Your goal =>
Return the lines of the data below in which the string "window" occurs.

Data entries
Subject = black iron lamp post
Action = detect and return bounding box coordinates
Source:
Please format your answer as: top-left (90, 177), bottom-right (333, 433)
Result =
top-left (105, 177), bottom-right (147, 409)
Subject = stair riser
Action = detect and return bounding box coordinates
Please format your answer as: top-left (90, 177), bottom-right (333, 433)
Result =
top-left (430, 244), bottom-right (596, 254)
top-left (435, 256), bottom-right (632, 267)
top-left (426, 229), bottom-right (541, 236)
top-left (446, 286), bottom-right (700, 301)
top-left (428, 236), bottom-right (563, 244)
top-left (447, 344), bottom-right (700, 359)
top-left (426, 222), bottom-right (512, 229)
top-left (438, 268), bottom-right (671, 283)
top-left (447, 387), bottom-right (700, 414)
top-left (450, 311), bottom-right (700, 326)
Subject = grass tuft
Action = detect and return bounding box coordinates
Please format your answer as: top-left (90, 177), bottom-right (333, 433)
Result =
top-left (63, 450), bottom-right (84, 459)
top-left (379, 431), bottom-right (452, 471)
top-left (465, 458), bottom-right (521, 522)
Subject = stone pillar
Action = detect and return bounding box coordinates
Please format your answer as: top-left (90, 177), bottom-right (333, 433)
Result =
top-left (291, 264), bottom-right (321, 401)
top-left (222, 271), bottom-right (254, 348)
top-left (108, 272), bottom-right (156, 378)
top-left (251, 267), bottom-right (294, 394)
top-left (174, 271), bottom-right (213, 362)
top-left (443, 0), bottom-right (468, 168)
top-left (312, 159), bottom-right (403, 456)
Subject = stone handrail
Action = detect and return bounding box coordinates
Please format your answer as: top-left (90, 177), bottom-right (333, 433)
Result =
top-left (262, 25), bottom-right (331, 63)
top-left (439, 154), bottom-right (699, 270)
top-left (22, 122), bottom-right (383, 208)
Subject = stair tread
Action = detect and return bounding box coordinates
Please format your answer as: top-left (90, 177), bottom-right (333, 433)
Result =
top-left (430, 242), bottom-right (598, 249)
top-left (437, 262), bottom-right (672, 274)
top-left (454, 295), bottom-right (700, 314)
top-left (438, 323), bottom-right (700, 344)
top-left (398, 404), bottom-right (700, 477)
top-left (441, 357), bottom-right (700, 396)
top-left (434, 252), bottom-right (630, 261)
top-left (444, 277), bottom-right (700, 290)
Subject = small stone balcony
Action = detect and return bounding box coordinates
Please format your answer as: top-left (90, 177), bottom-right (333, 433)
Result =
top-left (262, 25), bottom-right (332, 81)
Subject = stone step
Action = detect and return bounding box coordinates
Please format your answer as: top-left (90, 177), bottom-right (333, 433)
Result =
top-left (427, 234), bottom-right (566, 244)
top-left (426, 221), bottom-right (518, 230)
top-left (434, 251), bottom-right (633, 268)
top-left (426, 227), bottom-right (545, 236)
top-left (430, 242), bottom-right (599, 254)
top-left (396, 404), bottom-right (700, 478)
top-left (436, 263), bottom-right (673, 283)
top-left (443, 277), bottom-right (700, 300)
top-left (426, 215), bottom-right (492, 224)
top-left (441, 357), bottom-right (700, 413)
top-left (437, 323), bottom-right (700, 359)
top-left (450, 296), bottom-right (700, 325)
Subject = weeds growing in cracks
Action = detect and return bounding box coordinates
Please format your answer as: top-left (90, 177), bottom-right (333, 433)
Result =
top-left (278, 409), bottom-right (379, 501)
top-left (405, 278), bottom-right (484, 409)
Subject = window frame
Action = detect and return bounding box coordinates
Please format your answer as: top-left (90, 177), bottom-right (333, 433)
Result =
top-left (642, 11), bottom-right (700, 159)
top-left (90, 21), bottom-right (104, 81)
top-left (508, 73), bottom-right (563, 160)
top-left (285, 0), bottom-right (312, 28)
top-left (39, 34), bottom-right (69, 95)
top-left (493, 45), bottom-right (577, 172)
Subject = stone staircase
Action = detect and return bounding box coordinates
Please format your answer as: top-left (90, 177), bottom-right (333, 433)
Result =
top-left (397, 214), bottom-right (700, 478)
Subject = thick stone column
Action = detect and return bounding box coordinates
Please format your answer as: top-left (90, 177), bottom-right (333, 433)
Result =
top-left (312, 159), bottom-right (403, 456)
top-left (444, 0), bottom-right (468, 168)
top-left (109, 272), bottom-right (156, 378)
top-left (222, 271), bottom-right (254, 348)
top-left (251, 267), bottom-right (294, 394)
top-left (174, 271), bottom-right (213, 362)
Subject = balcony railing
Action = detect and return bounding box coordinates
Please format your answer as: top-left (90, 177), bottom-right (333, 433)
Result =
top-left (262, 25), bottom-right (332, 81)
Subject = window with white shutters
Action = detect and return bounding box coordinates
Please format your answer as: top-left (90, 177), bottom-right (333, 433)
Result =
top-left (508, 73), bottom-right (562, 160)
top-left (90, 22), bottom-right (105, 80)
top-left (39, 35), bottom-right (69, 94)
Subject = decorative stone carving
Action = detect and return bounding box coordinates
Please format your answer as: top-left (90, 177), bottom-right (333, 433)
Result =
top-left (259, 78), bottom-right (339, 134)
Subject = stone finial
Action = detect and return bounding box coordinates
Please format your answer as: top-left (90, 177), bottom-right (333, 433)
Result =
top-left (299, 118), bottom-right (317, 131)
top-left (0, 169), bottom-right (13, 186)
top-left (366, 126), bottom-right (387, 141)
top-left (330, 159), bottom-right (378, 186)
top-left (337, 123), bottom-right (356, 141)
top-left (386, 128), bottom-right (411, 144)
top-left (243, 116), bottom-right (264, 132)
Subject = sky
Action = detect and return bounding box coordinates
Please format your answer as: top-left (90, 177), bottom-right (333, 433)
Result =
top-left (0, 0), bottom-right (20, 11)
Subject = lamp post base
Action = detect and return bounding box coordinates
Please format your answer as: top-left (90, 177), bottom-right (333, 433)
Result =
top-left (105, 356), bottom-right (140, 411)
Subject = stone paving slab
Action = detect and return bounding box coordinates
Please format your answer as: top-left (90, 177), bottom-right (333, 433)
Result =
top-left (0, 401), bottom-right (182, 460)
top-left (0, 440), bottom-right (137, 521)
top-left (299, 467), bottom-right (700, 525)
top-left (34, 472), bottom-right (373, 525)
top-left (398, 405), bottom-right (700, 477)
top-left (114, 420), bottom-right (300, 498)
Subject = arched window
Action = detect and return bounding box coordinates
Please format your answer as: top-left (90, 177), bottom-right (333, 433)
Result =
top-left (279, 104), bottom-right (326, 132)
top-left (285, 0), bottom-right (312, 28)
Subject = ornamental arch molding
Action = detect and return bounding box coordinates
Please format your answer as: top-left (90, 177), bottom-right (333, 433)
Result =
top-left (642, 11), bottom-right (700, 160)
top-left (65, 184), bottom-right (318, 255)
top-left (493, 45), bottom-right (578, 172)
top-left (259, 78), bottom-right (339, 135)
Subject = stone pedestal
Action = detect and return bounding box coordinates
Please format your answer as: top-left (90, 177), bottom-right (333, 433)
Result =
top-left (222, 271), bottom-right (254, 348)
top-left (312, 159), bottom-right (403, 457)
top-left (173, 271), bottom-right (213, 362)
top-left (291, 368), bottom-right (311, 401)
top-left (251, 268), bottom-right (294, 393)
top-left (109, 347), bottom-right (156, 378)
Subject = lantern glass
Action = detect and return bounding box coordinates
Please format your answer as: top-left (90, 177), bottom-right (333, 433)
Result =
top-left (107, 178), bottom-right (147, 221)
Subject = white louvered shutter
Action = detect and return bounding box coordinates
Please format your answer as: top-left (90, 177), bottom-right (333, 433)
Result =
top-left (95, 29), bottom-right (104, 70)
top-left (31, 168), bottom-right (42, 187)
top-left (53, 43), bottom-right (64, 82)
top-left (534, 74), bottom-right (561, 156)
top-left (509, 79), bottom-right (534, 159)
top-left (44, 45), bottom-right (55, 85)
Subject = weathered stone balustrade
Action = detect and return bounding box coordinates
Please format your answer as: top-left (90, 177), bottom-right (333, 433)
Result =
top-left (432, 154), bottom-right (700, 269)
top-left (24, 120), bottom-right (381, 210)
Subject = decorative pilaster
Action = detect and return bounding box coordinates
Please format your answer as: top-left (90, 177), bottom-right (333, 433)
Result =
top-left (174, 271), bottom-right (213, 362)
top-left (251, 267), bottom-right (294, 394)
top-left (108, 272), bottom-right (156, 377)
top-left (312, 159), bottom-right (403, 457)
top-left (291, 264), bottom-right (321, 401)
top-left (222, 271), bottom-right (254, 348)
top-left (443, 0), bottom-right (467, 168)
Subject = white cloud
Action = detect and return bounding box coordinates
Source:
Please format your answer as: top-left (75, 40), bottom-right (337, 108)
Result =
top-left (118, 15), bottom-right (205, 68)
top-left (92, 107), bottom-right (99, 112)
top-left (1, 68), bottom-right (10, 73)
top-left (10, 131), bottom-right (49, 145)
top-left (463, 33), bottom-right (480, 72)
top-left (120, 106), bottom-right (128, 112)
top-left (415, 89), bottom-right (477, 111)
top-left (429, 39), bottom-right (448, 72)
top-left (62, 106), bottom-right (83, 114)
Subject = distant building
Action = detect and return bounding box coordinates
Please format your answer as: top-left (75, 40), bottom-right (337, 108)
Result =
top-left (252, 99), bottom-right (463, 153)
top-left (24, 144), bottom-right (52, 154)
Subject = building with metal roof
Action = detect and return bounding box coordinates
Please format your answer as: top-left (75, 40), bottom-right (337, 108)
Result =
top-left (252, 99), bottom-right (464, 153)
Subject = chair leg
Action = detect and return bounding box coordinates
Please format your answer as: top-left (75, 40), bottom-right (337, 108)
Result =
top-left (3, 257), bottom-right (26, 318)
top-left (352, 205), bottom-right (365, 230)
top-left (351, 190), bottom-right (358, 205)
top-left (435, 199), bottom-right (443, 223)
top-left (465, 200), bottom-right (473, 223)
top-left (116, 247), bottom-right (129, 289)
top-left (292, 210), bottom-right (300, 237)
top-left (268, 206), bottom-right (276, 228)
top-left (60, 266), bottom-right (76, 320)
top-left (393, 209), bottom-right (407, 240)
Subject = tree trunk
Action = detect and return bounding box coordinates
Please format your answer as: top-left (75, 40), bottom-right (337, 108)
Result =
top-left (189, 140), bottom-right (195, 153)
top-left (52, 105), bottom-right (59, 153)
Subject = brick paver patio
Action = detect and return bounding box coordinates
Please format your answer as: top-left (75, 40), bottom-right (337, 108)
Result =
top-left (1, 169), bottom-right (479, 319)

Output of the exercise =>
Subject = window frame
Subject = window with white shutters
Subject = arched window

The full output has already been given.